======== PAGE EXTRACT

You of course remember when He gave the keys to Peter. So everyone else is appropriating. We had it from the get go.

“Only Siths deal in absolutes.” Well Christ was a person of absolutes. You’d have Christ not be sure how or with which group He should be worshiped correctly.
In context of my point I find it unhealthy. Self examination is then limited, confined to the existing ideology.
Personal opinion matters not. If this is the truth, all other existing ideologies are deficient. If I’m a carpenter, I don’t want bad tools.
 
We had it from the get go
Again, how did it work ? How exactly does prevailing work?
You’d have Christ not be sure how or with which group He should be worshiped correctly.
Christ said salvation is of the Jews. The Jews were absolutely correct in the deliverance of bringing the Messiah into the world, as prophesied. How did such prevailing work? Were the Jews free from all teaching unsoundness? Were the Jews not guided by the Holy One?
 
Personal opinion matters not. If this is the truth, all other existing ideologies are deficient. If I’m a carpenter, I don’t want bad tools.

================
======== RECORDS PROVIDED

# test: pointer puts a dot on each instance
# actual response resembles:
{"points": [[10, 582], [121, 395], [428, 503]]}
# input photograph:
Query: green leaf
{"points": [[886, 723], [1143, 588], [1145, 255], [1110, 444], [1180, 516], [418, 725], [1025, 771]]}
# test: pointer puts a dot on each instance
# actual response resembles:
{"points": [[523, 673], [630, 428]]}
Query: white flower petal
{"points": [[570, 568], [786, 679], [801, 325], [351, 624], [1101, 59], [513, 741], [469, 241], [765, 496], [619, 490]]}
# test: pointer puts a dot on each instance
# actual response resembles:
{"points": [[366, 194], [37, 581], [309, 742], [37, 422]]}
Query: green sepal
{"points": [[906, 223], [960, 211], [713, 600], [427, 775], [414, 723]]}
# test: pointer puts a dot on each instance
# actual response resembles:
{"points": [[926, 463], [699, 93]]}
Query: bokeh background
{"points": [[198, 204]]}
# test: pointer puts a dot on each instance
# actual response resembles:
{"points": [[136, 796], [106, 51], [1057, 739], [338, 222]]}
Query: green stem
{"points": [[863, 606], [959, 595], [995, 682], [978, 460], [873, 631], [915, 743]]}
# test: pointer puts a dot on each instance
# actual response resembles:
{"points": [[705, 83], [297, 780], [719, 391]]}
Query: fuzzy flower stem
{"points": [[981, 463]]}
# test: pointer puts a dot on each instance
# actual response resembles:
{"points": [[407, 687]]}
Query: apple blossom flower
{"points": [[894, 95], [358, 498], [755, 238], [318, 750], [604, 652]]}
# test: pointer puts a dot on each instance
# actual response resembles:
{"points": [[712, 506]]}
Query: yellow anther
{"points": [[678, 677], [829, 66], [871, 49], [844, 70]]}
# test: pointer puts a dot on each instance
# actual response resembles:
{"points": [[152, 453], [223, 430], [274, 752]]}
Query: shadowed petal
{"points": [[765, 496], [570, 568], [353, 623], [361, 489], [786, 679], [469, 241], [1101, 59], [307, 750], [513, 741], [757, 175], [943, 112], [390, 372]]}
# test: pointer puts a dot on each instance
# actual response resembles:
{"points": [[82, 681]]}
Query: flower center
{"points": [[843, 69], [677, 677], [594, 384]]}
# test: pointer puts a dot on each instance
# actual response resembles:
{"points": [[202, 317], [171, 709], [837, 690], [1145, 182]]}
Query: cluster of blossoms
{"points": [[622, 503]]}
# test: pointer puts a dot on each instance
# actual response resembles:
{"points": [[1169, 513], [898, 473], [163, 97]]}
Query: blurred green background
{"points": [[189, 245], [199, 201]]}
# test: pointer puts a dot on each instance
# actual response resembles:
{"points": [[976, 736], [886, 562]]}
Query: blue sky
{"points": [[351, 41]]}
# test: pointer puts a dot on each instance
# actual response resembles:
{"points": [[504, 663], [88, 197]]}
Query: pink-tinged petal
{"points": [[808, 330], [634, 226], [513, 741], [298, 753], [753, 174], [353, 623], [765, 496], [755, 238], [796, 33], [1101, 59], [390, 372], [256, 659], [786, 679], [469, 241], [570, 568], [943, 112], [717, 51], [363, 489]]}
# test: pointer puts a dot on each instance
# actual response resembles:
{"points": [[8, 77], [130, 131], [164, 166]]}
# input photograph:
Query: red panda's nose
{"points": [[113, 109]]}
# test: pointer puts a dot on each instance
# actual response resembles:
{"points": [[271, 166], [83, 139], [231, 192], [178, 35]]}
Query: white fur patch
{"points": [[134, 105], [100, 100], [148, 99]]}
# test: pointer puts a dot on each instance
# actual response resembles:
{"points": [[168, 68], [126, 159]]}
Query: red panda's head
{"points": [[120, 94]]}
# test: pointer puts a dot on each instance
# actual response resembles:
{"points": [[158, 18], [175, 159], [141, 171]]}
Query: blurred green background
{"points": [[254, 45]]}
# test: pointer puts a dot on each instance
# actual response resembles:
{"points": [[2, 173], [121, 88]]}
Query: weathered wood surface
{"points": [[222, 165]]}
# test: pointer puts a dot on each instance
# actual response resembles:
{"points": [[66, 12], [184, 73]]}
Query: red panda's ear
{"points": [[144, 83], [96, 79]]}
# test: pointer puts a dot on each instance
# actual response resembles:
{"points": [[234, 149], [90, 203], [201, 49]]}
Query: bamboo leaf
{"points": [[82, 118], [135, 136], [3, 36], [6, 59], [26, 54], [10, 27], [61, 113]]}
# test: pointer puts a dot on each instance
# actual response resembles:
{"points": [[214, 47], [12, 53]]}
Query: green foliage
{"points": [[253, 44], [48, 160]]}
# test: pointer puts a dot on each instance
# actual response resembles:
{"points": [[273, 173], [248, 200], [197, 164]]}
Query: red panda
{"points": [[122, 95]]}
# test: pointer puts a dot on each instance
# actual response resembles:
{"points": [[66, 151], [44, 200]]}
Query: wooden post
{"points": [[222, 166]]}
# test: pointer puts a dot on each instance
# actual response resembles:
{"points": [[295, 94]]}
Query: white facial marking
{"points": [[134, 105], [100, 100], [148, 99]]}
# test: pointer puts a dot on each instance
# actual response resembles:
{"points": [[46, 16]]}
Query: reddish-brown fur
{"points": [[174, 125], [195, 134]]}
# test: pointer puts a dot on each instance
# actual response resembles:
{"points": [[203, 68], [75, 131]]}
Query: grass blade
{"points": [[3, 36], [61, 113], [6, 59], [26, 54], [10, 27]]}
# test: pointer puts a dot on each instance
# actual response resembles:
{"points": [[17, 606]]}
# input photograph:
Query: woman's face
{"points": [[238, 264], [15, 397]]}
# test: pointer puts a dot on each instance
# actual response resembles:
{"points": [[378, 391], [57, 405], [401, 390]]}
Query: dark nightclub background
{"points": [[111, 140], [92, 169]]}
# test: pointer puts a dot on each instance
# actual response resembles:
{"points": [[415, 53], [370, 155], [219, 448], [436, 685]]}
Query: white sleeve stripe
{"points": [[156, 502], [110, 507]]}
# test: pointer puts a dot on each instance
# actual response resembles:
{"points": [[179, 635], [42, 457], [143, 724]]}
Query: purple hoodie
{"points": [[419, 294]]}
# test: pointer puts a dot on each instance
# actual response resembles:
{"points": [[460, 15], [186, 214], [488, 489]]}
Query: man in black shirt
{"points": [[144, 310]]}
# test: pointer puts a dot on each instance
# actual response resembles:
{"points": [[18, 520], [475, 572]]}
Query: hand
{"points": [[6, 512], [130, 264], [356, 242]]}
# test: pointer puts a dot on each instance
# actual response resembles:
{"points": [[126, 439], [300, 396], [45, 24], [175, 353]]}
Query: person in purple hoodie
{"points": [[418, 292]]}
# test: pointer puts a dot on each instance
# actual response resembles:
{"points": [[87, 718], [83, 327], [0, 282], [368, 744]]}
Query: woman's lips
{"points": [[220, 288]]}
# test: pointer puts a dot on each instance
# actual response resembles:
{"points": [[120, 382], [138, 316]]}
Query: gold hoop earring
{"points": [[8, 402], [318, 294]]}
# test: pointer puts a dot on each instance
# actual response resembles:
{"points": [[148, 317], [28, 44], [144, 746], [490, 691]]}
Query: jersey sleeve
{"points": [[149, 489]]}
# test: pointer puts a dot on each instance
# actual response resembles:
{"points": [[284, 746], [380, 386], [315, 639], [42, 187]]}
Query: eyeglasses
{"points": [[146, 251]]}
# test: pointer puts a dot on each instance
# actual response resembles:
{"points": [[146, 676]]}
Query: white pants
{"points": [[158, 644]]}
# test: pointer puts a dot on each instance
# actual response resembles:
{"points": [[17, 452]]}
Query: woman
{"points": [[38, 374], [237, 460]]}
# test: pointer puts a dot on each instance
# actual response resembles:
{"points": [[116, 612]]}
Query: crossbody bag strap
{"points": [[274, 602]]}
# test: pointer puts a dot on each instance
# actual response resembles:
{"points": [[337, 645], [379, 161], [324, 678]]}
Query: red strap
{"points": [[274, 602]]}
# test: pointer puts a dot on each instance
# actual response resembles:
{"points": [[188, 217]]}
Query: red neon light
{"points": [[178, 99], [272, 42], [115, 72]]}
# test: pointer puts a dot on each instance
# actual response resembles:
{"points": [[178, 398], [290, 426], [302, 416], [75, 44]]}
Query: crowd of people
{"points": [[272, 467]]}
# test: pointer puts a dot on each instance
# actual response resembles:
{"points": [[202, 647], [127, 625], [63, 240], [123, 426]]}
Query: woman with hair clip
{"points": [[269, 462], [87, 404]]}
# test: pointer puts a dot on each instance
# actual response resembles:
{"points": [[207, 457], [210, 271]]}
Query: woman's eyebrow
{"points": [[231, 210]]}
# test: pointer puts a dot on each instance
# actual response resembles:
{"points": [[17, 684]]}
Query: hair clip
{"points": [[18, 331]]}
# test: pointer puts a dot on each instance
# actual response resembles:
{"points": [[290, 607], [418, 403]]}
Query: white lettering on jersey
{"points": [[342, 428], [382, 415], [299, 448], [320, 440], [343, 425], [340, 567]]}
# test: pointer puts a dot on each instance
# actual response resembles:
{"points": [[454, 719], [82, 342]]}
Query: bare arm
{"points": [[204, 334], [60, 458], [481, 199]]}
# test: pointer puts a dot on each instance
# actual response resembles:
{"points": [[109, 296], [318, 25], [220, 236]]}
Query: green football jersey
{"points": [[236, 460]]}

================

### [DIRECTIONS FOR THIS TASK]
Reproduce everything in the passage on Christ and the Jews from "You of course" down to "the existing ideology.".

### [ANSWER TO THE EXERCISE]
You of course remember when He gave the keys to Peter. So everyone else is appropriating. We had it from the get go.

“Only Siths deal in absolutes.” Well Christ was a person of absolutes. You’d have Christ not be sure how or with which group He should be worshiped correctly.
In context of my point I find it unhealthy. Self examination is then limited, confined to the existing ideology.